In the data below, one line contains "Target: clasped hands" and a later one contains "Target: woman's face". Print both, with every line between them, exactly and alone.

= Beginning of Section =

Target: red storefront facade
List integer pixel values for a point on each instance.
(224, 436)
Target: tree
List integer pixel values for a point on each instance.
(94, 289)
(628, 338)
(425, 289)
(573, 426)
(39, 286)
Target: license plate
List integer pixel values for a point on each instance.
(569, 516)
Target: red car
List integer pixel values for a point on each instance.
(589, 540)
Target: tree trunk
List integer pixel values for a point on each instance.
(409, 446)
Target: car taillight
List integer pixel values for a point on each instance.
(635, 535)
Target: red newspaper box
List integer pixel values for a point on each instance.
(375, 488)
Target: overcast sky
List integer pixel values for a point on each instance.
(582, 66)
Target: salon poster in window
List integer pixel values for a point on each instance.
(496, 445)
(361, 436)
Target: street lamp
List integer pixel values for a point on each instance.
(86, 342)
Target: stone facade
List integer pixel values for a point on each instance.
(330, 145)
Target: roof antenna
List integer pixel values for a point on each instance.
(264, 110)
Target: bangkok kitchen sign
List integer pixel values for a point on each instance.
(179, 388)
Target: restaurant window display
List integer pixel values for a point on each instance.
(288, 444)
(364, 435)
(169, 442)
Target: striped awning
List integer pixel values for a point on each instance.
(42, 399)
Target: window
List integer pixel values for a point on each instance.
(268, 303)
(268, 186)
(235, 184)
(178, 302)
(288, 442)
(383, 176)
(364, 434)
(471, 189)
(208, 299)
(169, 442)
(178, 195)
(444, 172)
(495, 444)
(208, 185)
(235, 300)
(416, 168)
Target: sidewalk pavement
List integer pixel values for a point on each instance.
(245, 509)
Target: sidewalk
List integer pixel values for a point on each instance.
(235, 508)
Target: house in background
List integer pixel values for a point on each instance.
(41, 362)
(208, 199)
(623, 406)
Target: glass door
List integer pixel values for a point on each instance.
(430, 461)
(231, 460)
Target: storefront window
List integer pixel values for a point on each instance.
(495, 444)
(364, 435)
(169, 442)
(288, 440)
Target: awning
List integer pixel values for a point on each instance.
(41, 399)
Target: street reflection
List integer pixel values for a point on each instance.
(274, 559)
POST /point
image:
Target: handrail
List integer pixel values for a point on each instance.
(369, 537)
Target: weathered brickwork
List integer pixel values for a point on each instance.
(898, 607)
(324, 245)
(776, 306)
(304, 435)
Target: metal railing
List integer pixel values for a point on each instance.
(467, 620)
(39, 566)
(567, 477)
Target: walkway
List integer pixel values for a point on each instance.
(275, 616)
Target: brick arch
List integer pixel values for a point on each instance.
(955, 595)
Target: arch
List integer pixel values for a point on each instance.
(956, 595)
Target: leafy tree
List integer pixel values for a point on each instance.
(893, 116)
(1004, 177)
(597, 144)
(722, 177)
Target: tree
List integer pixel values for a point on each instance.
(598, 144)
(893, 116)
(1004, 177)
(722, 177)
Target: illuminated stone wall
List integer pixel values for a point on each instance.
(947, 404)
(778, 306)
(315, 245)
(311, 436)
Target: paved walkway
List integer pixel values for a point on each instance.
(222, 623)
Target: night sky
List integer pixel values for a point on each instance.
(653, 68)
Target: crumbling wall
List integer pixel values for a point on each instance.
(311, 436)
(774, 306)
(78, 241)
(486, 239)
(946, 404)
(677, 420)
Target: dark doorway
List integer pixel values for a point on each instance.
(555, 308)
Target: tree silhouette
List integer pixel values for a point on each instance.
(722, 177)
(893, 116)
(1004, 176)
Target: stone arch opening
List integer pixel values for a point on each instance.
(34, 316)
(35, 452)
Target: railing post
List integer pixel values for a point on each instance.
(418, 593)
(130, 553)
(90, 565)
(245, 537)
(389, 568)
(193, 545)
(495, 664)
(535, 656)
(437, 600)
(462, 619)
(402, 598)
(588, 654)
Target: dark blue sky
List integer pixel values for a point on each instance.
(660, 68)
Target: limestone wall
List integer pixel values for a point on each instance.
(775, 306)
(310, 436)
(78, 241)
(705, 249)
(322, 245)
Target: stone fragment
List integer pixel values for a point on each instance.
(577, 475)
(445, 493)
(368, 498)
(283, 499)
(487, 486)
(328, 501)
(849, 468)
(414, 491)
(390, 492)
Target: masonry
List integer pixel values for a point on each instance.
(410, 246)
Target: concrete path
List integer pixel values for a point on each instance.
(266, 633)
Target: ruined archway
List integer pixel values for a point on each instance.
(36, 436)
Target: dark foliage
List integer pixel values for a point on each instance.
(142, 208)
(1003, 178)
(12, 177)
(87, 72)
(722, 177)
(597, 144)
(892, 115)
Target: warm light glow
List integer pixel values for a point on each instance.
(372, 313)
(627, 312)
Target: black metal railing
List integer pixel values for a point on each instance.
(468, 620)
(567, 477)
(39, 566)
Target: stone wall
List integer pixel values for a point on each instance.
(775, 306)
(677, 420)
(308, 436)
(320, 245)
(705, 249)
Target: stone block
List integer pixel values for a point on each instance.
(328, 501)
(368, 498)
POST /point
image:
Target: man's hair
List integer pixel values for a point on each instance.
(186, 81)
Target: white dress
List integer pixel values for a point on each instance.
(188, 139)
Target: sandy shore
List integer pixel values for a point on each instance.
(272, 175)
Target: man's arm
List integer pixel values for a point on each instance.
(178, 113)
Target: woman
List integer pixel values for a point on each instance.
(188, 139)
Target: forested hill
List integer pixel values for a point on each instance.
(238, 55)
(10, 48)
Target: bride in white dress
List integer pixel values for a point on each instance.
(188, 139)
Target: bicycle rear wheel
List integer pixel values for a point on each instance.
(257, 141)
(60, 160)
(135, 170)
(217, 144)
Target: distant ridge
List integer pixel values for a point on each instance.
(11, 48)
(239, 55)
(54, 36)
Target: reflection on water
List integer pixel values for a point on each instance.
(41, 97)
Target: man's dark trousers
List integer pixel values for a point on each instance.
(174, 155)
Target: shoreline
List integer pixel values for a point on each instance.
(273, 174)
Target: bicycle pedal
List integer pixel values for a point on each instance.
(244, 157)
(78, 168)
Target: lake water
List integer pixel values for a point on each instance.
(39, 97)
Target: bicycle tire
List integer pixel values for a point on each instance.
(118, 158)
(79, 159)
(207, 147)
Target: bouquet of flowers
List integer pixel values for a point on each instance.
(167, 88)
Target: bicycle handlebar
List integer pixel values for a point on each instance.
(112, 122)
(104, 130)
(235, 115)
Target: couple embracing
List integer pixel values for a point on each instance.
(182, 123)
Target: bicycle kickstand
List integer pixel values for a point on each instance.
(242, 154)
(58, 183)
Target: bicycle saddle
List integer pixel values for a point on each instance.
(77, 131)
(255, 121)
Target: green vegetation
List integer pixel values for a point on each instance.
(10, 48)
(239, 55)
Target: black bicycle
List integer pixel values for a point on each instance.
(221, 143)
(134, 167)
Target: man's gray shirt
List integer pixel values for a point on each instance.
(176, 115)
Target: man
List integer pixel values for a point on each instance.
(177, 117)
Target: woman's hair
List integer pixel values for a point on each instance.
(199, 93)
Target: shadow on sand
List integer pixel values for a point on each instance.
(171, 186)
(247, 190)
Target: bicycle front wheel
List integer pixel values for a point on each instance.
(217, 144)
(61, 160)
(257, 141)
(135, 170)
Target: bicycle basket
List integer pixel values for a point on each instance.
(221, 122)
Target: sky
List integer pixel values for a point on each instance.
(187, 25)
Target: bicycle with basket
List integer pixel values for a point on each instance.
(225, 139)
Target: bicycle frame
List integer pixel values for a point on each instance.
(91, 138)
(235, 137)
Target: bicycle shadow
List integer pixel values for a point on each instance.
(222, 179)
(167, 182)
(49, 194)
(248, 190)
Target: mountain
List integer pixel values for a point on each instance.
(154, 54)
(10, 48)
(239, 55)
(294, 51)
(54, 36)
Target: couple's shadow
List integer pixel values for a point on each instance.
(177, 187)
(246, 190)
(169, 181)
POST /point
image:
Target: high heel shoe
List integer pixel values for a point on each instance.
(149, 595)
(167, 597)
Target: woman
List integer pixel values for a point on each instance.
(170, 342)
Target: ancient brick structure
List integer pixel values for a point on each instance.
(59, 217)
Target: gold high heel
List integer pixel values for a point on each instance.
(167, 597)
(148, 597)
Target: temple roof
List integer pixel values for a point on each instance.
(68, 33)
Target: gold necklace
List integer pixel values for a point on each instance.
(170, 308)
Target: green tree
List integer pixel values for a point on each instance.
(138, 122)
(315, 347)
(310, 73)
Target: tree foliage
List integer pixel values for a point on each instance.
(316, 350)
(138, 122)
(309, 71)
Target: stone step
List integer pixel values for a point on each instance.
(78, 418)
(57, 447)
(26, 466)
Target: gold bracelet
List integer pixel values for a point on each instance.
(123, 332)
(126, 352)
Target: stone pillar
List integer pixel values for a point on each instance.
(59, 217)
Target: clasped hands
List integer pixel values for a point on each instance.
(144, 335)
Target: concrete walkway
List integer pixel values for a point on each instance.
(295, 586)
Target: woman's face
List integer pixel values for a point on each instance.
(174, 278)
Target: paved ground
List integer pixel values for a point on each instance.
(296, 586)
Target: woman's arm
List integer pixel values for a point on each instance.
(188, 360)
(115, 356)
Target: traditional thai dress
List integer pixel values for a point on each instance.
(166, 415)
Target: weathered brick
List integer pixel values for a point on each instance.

= End of Section =

**SOLUTION TO THIS EXERCISE**
Target: clasped hands
List integer pixel values for a point on each instance.
(144, 335)
Target: concrete walkway
List integer pixel values for a point on each instance.
(295, 586)
Target: woman's face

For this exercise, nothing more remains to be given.